## RECORDS FOR THE TASK
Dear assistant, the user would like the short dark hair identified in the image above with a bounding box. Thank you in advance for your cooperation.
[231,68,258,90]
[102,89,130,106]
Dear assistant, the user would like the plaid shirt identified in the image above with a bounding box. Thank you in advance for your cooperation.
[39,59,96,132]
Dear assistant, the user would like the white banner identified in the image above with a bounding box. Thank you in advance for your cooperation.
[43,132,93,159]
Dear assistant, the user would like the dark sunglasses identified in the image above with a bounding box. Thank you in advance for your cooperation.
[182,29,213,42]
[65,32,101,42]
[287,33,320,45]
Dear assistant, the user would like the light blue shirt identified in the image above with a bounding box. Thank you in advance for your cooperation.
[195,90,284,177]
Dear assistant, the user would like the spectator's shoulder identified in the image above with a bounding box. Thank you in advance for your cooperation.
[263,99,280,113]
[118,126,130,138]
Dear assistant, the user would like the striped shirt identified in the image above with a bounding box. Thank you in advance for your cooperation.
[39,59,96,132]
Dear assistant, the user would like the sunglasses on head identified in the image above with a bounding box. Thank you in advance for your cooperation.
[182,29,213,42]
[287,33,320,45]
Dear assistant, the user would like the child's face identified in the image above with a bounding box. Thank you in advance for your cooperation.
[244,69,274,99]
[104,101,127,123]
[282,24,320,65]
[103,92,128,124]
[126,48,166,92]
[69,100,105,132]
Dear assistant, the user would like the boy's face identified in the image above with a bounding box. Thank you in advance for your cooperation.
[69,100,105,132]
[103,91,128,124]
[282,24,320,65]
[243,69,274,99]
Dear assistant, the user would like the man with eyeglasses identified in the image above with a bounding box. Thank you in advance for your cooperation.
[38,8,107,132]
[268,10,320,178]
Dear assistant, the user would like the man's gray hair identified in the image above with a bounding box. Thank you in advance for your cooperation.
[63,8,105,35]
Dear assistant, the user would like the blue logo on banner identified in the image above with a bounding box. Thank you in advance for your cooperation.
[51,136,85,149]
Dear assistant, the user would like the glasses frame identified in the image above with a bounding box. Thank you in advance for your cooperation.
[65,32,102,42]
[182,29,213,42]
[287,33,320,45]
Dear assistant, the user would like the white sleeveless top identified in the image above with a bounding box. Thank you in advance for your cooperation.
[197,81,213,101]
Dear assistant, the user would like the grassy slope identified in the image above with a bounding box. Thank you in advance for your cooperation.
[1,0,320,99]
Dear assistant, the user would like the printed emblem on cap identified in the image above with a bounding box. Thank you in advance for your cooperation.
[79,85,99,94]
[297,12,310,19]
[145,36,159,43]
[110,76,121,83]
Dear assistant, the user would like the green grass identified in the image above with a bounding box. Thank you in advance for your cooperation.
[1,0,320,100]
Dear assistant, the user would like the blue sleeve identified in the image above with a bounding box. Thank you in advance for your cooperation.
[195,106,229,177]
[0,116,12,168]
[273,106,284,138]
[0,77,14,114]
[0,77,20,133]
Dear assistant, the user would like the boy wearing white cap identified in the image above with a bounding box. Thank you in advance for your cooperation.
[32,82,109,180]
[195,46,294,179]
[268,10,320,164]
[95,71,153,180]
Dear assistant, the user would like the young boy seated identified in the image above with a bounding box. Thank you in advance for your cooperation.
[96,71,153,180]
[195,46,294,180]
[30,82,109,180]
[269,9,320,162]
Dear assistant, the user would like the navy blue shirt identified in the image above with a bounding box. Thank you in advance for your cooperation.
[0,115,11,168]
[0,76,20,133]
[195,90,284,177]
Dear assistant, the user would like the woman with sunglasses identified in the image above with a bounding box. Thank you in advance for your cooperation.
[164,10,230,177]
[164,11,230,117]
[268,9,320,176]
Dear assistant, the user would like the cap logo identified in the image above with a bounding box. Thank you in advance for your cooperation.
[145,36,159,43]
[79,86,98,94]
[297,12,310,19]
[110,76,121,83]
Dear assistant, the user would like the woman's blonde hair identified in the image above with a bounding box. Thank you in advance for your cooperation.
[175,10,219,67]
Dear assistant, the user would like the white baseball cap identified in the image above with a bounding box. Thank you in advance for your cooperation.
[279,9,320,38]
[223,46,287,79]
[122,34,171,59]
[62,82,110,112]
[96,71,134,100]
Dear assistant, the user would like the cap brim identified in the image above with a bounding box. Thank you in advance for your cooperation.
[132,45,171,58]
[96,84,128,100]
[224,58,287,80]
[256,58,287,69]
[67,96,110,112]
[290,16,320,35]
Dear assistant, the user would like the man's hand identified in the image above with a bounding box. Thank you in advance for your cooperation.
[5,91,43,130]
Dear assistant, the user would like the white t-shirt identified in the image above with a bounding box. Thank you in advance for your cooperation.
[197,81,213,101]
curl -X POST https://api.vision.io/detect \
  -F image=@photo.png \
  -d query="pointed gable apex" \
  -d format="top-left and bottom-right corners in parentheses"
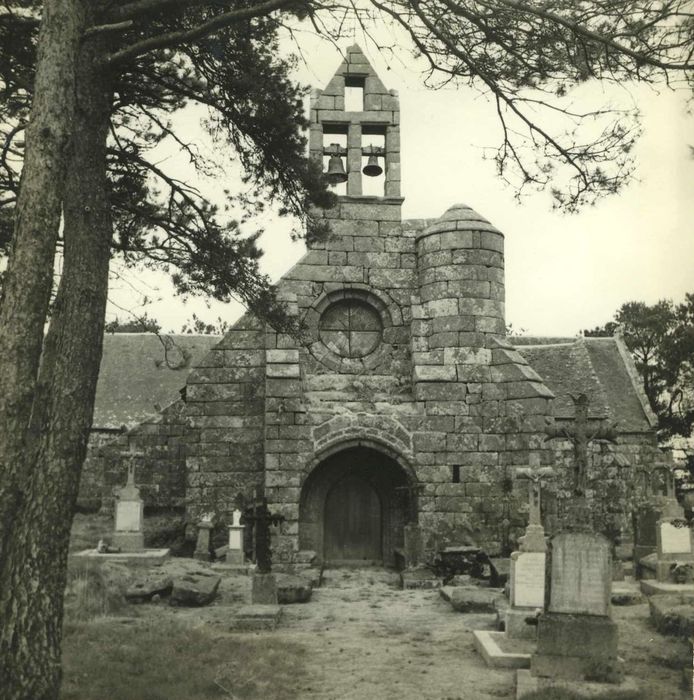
top-left (322, 44), bottom-right (389, 96)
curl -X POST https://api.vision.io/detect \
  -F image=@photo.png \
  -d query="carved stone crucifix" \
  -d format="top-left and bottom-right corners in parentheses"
top-left (244, 494), bottom-right (285, 573)
top-left (120, 442), bottom-right (144, 500)
top-left (545, 393), bottom-right (617, 497)
top-left (515, 466), bottom-right (555, 527)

## EXERCISE OBJECTIVE
State the number of lines in the preceding data that contain the word "query", and nothing besides.

## RESPONSE
2